■ WHAT YOU ARE ASKED TO DO:
Can you express these records as a two-column CSV with the headers request and answer, one row for each record? Put the request text and its answer each in a single quoted field, with line breaks turned into spaces.

■ RECORD LIST:
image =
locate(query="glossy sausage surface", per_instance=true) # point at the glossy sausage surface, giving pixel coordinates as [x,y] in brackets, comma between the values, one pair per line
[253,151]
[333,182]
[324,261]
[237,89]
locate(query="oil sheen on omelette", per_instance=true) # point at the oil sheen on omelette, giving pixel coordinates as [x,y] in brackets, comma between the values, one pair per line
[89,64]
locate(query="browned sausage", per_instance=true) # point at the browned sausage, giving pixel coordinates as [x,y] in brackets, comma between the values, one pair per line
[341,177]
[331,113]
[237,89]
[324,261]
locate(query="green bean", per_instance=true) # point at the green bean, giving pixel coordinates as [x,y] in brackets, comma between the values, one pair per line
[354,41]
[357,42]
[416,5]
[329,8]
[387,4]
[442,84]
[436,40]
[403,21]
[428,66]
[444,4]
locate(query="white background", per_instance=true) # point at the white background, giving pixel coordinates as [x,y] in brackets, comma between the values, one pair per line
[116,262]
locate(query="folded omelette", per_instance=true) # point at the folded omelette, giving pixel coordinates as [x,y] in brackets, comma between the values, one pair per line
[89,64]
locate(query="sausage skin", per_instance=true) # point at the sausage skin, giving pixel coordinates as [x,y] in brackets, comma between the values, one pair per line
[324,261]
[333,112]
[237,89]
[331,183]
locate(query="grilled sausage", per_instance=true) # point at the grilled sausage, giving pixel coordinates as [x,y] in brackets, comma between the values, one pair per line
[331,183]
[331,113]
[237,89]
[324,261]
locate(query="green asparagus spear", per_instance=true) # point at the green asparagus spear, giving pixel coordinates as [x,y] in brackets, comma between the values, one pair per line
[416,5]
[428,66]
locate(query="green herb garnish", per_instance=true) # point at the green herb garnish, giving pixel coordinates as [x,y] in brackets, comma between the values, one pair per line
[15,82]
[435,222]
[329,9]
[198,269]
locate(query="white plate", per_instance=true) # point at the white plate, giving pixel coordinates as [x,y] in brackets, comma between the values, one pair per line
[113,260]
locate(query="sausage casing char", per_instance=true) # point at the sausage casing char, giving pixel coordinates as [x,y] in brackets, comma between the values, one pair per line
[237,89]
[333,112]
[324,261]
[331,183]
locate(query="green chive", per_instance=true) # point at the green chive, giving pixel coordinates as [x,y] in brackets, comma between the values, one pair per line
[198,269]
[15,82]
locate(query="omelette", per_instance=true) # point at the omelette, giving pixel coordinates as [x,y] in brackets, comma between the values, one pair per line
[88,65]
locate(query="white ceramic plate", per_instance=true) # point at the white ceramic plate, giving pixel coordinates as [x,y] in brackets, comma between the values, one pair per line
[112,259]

■ CORRECT OUTPUT:
request,answer
"image = locate(query=""glossy sausage surface"", per_instance=true) # point at the glossy sausage surface, giving pixel coordinates as [x,y] in brackets, comma between the values, one pair per line","[253,151] [333,182] [324,261] [237,89]"
"locate(query=""oil sheen on omelette"", per_instance=true) # point at the oil sheen on omelette, giving pixel coordinates as [x,y] in brackets, comma between the values, one pair per line","[89,64]"
"locate(query=""browned sausage"", per_instance=true) # point at the browned sausage, giving pixel coordinates as [x,y] in brackets, comma between the values, one pair per line","[341,177] [331,113] [237,89] [324,261]"
"locate(query=""green bean"", per_instance=true) # point at the green bean, giving pixel coordinates as [x,y] in brackets, comma between the values, one pair per line","[354,41] [357,42] [416,5] [329,8] [387,4] [442,84] [436,40] [403,21] [428,66] [444,4]"
"locate(query=""white background"", per_instance=true) # point at the white background, giving pixel coordinates as [x,y] in brackets, comma between the values, one pair per line","[116,262]"
"locate(query=""folded omelette"", per_instance=true) # point at the folded omelette, giving pixel coordinates as [x,y] in brackets, comma between the values, one pair per line","[89,64]"
"locate(query=""sausage skin"", per_instance=true) # point at the sausage skin, giving pixel coordinates as [x,y] in brackets, comma between the values, one pair per line","[324,261] [333,112] [237,89] [331,183]"
"locate(query=""grilled sausage"", per_instance=true) # point at the grilled sausage, giving pixel coordinates as [x,y] in brackets, comma between the values, one pair per line","[331,183] [331,113] [237,89] [324,261]"
"locate(query=""green asparagus spear"", per_instance=true) # point at the green asparagus spear, giving pixel coordinates as [x,y] in brackets, comma between the values, one pair per line","[416,5] [428,66]"
"locate(query=""green herb garnish"", per_instance=true) # point at the green herb garnish, giving pixel coordinates as [x,y] in brackets, comma between the values, one pair per line","[15,82] [435,222] [329,9] [198,269]"
"locate(query=""white plate"", per_instance=true) # point at the white plate, giving pixel coordinates as [x,y] in brackets, comma between the values, one pair per line","[113,260]"
"locate(query=""sausage casing char"", per_instance=true) # point at the sausage casing char, giving pixel coordinates as [x,y] in brackets, comma between the values, one pair per line","[237,89] [333,112] [324,261] [331,183]"
"locate(query=""green chive"", per_instance=true) # point at the green chive, giving pixel coordinates as [x,y] in brackets, comma between the values, one pair per line","[198,269] [15,82]"
"locate(query=""omelette"", per_instance=true) # point at the omelette, giving pixel coordinates as [x,y] in brackets, comma between the values, one pair per line","[88,65]"
"locate(query=""white ceramic plate"", per_instance=true) # point at the white ceramic plate, giving pixel coordinates as [x,y] in brackets, comma between the values, one pair per line","[112,259]"